*** Opening THE DATA ***
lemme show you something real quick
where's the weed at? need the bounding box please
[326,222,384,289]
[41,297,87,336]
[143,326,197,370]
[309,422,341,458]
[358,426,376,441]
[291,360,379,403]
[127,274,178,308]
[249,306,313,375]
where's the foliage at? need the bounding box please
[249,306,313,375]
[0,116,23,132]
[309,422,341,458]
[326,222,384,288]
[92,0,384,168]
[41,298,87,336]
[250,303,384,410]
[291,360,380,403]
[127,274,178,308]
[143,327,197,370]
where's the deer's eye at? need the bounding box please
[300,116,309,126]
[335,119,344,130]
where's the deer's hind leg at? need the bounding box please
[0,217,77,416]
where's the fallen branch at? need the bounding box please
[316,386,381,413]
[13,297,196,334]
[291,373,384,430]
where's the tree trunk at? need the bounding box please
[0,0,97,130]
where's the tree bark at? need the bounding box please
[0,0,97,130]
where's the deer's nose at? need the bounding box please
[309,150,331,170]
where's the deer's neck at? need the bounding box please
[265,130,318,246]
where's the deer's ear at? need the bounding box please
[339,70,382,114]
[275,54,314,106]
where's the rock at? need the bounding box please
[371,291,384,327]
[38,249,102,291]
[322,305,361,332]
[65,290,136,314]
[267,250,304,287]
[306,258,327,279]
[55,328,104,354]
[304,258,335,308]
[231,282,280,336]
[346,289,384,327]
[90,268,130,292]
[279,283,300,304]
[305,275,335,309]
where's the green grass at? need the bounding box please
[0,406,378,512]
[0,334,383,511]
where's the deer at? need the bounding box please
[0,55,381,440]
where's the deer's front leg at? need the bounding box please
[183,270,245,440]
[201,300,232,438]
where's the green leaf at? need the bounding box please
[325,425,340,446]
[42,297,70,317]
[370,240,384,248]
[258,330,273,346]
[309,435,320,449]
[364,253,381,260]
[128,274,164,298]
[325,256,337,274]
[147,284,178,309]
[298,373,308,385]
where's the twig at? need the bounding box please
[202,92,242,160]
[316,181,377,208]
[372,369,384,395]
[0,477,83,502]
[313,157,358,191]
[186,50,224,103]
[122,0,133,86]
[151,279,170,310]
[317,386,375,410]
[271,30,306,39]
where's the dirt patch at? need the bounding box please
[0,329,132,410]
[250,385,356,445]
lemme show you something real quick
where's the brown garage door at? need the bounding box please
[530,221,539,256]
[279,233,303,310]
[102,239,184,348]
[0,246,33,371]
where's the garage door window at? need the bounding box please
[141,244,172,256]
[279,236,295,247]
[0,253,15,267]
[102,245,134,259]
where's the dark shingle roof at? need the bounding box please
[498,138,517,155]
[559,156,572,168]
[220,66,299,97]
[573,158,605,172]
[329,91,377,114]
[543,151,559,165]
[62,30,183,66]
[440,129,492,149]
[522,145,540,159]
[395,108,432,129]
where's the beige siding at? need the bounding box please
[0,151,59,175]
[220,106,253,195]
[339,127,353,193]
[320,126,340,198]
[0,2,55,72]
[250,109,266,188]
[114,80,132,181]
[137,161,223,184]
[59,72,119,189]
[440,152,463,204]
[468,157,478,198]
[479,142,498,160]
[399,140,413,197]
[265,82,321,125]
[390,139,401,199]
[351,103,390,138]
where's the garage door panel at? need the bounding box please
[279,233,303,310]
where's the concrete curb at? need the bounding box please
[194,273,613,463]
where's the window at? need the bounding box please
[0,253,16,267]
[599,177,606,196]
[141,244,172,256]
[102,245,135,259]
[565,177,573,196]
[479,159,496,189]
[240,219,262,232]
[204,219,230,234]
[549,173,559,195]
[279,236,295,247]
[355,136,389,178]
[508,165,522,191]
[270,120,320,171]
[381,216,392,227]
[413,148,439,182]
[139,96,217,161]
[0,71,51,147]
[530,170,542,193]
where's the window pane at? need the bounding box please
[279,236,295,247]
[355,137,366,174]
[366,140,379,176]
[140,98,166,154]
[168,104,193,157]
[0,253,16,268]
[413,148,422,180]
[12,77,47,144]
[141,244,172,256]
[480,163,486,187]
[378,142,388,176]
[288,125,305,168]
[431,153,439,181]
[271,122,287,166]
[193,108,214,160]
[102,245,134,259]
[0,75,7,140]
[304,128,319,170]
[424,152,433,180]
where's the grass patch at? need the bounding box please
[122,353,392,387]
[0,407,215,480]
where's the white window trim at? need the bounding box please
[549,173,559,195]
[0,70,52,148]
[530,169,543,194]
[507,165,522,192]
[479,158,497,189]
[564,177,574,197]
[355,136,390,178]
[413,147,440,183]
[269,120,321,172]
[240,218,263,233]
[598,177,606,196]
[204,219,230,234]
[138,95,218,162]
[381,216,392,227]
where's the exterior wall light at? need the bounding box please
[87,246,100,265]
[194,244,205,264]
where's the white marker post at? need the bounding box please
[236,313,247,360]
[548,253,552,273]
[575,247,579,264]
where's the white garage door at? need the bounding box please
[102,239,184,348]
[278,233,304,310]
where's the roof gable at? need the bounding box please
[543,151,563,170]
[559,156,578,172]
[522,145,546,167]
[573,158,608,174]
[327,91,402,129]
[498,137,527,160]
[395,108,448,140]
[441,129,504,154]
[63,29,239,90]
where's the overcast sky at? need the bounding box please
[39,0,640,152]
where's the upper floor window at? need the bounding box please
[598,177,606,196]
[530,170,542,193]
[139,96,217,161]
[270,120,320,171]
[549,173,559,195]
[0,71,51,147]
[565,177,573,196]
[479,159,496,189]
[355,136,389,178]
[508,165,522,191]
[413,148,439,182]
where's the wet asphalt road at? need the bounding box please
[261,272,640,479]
*** Closing THE DATA ***
A verbatim copy of every record is what you should return.

lemme show you something real quick
where's the weed at? need the bounding box please
[326,222,384,289]
[41,297,87,336]
[143,326,197,370]
[309,422,341,458]
[358,426,376,441]
[291,360,379,403]
[127,274,178,308]
[249,306,313,375]
where's the foliage at? need the bounding box please
[249,306,313,375]
[0,116,23,132]
[309,422,341,458]
[326,222,384,288]
[92,0,384,168]
[41,298,87,336]
[250,303,384,410]
[291,360,380,403]
[127,274,178,308]
[143,327,197,370]
where's the deer's eye at? need the bounding box please
[300,116,309,126]
[335,119,344,130]
where's the deer's hind leg at? need the bounding box please
[0,217,77,416]
where's the fallen branch at? need the bounding box please
[316,386,381,413]
[13,297,196,334]
[291,373,384,430]
where's the tree trunk at? need the bounding box please
[0,0,97,130]
where's the tree bark at? need the bounding box please
[0,0,97,130]
where's the deer's nose at? need the bounding box please
[309,150,331,170]
where's the deer's neck at? need the bounding box please
[265,130,318,246]
where's the deer's ear at? need the bounding box please
[339,70,382,114]
[275,54,314,106]
where's the rock at? need the bounding box please
[371,291,384,327]
[38,249,102,291]
[322,305,361,332]
[65,290,136,314]
[267,250,304,287]
[306,258,327,279]
[55,328,104,354]
[304,258,335,308]
[231,282,280,336]
[346,289,384,327]
[90,268,130,292]
[279,283,300,304]
[305,275,335,309]
where's the green grass at? need the bounding box please
[0,406,378,512]
[0,334,383,511]
where's the deer at? need the bounding box please
[0,55,381,440]
where's the deer's front leg at? need the bounding box please
[183,270,245,440]
[201,300,232,438]
where's the green leaf at? need the bounding box please
[325,425,340,446]
[42,297,70,317]
[370,240,384,248]
[258,330,273,346]
[309,435,320,449]
[364,253,381,260]
[128,274,164,298]
[325,256,337,274]
[147,284,178,309]
[298,373,308,385]
where's the twig at? need the bounding box please
[202,92,242,160]
[316,181,377,208]
[372,369,384,395]
[0,477,83,502]
[313,157,358,191]
[186,50,224,103]
[122,0,133,86]
[151,279,170,310]
[317,386,375,410]
[271,30,306,39]
where's the dirt patch at? need the bounding box please
[0,329,132,410]
[250,385,356,445]
lemme show you something real quick
where's the brown garage door at? need the bounding box please
[530,221,539,256]
[279,233,303,310]
[102,239,184,348]
[0,246,33,371]
where's the garage door window at? need the bounding box please
[141,244,172,256]
[279,236,295,247]
[0,253,15,267]
[102,245,134,259]
where's the dark shingle roof at? need the bounding box please
[498,138,517,155]
[559,156,572,168]
[220,66,299,97]
[573,158,605,172]
[329,91,377,114]
[543,151,559,165]
[62,30,183,66]
[440,129,492,149]
[522,145,540,159]
[395,108,432,129]
where's the beige siding at? need the bounding box please
[0,151,59,175]
[220,106,253,195]
[339,127,353,193]
[320,126,340,198]
[0,2,55,72]
[250,109,266,188]
[114,80,132,181]
[137,161,223,184]
[59,72,119,189]
[440,152,463,204]
[468,157,478,198]
[479,142,498,160]
[399,140,413,197]
[265,82,321,125]
[390,139,401,199]
[351,103,390,138]
where's the garage door panel at? need the bounding box please
[279,233,303,310]
where's the concrete curb at? need the bounding box please
[194,273,613,463]
where's the window at? need the bounding box please
[0,253,16,267]
[599,177,606,196]
[141,244,172,256]
[102,245,135,259]
[565,177,573,196]
[479,159,496,189]
[240,219,262,232]
[204,219,230,234]
[549,173,559,195]
[279,236,295,247]
[355,136,389,178]
[508,165,522,191]
[270,120,320,171]
[381,216,392,227]
[413,148,439,182]
[139,96,217,161]
[0,71,51,147]
[530,170,542,193]
where's the window pane at? need the bounding box please
[279,236,295,247]
[355,137,366,174]
[366,140,379,176]
[140,98,166,154]
[168,104,193,157]
[0,253,16,268]
[413,148,422,180]
[12,77,47,144]
[141,244,172,256]
[480,163,486,187]
[378,142,388,176]
[288,125,305,168]
[431,153,439,181]
[271,122,287,166]
[193,108,214,160]
[102,245,134,259]
[0,75,7,140]
[304,128,319,170]
[424,152,433,180]
where's the grass patch at? need the bounding box please
[122,353,392,387]
[0,407,215,480]
where's the white window trim at? need the bounding box please
[549,173,559,195]
[0,70,52,148]
[530,169,543,194]
[507,165,522,192]
[479,158,497,189]
[564,177,574,197]
[355,136,390,178]
[413,147,440,183]
[269,120,321,172]
[240,218,263,233]
[598,177,606,196]
[204,219,230,234]
[138,95,218,162]
[381,216,392,227]
where's the exterior wall light at? need the bounding box please
[87,246,100,265]
[194,244,205,264]
where's the white marker post at? need the bounding box please
[236,313,247,360]
[548,253,552,273]
[575,247,579,264]
where's the white garage door at? need the bounding box please
[102,239,184,348]
[278,233,304,310]
where's the roof gable at? need the bounding box please
[543,151,563,170]
[559,156,578,172]
[522,145,546,167]
[573,158,608,174]
[327,91,402,129]
[498,137,527,160]
[395,108,448,140]
[441,129,504,154]
[63,29,239,90]
where's the overcast sky at? need the bounding box please
[39,0,640,152]
where's the upper floor window at? need the bounding box please
[598,177,606,196]
[530,170,542,193]
[139,96,217,161]
[270,120,320,171]
[549,173,559,195]
[0,71,51,147]
[565,177,573,196]
[479,159,496,189]
[355,136,389,178]
[508,165,522,191]
[413,148,439,182]
where's the wet asphalt road at? need the bounding box please
[261,272,640,479]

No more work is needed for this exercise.